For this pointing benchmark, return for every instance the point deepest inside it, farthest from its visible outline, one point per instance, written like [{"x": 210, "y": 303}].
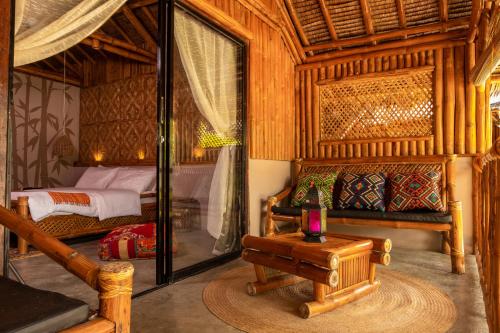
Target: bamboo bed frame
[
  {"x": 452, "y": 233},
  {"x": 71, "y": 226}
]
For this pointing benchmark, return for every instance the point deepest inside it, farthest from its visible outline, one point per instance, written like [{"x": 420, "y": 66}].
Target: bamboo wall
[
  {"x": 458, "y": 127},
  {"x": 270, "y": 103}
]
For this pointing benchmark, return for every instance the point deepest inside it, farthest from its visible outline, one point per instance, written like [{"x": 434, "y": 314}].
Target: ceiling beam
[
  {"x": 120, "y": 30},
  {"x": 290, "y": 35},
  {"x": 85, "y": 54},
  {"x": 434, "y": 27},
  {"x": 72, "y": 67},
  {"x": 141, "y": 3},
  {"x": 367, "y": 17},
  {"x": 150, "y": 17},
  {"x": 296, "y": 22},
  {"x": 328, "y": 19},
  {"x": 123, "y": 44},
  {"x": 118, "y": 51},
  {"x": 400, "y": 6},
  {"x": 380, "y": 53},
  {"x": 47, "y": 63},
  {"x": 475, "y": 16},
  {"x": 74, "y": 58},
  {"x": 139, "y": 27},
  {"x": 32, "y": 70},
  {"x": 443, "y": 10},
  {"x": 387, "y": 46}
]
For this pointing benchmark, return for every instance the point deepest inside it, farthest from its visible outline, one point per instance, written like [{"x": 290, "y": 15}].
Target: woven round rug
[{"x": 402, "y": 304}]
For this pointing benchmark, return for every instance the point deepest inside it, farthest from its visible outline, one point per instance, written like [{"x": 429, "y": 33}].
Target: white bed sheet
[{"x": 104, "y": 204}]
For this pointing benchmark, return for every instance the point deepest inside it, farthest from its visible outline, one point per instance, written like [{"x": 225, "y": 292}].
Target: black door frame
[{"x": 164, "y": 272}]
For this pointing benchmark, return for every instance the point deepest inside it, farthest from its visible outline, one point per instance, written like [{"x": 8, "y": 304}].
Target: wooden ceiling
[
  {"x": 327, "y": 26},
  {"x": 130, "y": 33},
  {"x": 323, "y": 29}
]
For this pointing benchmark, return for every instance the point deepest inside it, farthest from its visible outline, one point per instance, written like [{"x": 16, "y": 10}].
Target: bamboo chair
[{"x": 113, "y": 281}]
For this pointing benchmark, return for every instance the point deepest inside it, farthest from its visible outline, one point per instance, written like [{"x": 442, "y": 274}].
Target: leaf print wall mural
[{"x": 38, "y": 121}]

______________________________

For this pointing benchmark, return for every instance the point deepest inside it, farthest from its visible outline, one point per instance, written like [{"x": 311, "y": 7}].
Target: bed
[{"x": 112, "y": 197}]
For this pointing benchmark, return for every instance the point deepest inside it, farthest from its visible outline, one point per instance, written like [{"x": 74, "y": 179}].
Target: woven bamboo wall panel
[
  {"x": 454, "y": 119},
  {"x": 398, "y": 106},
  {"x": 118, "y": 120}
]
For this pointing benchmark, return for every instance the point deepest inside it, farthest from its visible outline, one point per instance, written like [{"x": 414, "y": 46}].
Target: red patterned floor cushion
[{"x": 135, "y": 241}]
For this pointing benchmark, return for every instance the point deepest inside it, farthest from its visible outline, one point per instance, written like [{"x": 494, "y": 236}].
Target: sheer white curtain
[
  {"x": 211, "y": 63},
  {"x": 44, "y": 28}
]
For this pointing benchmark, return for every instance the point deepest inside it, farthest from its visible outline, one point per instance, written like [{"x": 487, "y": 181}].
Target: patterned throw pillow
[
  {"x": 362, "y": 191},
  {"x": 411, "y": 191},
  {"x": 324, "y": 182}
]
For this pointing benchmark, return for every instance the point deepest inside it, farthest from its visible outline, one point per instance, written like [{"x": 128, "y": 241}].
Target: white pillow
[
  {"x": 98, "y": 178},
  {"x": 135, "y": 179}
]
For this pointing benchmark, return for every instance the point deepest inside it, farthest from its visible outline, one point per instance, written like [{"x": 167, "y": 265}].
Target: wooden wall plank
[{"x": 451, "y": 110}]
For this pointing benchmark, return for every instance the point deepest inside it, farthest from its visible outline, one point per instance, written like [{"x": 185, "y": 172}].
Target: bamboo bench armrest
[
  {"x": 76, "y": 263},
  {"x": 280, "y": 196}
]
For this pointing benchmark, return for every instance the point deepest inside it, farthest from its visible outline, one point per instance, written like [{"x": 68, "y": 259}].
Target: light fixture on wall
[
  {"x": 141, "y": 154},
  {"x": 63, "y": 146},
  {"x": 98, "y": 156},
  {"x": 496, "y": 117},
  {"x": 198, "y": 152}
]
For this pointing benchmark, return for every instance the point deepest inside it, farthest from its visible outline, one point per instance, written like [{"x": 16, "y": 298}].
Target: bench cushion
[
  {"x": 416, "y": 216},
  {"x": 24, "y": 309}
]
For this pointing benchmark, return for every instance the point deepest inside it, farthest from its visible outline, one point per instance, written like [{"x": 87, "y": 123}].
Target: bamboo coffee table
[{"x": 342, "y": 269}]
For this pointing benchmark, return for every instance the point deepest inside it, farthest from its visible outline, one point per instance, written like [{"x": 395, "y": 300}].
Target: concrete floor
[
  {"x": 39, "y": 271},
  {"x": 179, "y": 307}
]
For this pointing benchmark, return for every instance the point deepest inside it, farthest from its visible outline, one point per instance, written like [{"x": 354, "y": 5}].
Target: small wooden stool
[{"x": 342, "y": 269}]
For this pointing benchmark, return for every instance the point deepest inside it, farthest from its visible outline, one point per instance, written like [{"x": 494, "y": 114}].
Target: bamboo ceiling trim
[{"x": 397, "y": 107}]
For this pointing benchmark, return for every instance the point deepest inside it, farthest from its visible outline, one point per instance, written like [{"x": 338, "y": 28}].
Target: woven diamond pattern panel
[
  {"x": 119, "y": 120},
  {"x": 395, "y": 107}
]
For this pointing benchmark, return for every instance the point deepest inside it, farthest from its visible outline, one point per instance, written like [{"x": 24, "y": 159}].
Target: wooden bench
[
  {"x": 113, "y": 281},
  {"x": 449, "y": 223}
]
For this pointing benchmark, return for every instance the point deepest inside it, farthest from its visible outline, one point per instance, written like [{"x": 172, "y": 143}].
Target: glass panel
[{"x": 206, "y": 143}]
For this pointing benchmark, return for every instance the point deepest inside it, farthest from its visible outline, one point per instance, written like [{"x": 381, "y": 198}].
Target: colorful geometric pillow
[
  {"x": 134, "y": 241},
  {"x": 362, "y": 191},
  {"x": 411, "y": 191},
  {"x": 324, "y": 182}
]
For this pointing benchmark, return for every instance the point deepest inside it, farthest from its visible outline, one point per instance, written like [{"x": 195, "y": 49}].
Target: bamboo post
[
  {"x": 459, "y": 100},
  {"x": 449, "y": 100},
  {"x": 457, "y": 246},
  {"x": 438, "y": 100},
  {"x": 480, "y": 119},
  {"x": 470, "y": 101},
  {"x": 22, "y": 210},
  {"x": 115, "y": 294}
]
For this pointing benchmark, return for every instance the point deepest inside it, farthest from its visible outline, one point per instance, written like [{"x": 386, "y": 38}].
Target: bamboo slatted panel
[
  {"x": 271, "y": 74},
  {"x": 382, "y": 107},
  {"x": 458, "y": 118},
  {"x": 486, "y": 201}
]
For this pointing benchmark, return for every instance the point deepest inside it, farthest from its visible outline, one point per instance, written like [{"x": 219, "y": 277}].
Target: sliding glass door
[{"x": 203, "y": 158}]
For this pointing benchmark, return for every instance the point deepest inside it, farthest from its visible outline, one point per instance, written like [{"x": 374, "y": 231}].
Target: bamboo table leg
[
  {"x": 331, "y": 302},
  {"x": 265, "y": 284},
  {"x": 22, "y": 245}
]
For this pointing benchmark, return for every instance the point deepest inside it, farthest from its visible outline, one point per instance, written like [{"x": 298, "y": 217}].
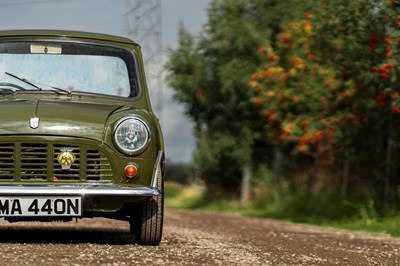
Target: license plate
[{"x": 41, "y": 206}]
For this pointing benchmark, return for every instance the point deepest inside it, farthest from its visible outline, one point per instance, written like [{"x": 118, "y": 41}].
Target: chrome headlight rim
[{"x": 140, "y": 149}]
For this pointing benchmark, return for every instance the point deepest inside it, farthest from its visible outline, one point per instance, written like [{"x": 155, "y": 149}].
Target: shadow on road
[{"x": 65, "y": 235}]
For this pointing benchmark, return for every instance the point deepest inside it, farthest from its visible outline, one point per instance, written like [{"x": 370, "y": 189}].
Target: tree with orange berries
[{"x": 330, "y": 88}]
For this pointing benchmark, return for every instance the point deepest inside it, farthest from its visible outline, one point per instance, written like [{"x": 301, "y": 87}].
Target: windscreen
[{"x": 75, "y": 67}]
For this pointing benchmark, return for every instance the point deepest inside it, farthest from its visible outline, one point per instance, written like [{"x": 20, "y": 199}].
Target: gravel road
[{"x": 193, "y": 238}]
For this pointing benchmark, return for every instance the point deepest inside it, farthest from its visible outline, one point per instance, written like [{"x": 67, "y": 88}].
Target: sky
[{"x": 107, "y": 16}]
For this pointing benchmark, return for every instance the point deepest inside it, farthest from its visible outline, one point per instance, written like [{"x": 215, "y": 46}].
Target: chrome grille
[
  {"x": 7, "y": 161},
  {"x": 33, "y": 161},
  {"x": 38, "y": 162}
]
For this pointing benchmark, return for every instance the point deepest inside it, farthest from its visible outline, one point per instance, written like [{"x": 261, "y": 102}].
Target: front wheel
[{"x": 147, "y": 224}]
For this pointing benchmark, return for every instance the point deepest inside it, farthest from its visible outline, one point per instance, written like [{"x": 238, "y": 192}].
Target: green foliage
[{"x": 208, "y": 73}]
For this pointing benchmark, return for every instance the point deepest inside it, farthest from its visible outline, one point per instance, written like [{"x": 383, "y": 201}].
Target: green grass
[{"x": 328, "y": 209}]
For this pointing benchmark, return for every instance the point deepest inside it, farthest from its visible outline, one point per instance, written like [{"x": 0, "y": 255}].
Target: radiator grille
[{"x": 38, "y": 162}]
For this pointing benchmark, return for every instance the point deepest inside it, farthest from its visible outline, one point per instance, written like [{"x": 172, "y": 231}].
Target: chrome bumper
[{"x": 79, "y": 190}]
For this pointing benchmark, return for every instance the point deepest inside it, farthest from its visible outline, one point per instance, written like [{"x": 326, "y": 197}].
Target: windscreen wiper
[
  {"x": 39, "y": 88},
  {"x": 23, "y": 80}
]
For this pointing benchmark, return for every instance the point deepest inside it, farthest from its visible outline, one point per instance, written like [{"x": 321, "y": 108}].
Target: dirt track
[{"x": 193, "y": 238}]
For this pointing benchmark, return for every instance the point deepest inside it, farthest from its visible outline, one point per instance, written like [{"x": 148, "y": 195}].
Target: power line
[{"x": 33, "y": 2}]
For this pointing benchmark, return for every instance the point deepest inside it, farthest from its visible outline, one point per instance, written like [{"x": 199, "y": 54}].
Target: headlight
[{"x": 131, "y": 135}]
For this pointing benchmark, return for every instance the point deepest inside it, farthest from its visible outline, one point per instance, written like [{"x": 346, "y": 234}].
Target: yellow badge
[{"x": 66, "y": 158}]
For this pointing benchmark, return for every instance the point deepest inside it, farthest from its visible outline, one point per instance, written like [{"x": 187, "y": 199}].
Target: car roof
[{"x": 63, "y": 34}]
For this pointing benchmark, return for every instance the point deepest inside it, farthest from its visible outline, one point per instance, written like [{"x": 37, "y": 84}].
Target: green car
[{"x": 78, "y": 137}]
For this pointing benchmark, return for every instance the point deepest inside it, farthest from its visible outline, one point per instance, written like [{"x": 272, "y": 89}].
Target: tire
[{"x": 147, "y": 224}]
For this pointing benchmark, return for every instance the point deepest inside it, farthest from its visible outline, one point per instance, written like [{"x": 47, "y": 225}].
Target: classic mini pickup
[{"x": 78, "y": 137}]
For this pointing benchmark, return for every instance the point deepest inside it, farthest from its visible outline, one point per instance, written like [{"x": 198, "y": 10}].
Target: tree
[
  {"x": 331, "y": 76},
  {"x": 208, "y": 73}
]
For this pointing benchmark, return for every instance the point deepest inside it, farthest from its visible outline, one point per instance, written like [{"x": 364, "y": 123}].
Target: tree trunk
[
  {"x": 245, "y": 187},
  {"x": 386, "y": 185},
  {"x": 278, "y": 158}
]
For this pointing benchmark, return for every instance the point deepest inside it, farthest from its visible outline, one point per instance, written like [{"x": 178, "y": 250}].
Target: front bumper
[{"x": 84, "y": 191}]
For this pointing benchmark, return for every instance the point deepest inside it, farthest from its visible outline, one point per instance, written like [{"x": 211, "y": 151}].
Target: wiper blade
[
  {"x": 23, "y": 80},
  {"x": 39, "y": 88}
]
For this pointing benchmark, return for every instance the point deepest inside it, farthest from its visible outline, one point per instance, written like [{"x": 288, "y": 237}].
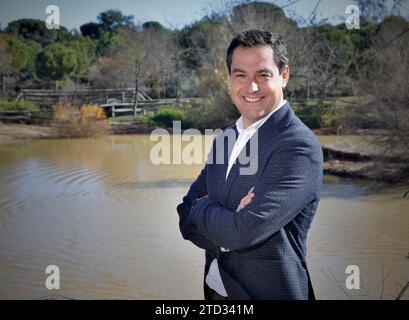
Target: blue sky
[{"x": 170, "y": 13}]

______________________________

- TO BE DONE -
Collect every line of the data above that contains the word "front".

- ANSWER TO THIS PROBLEM -
Target: front wheel
Target: front bumper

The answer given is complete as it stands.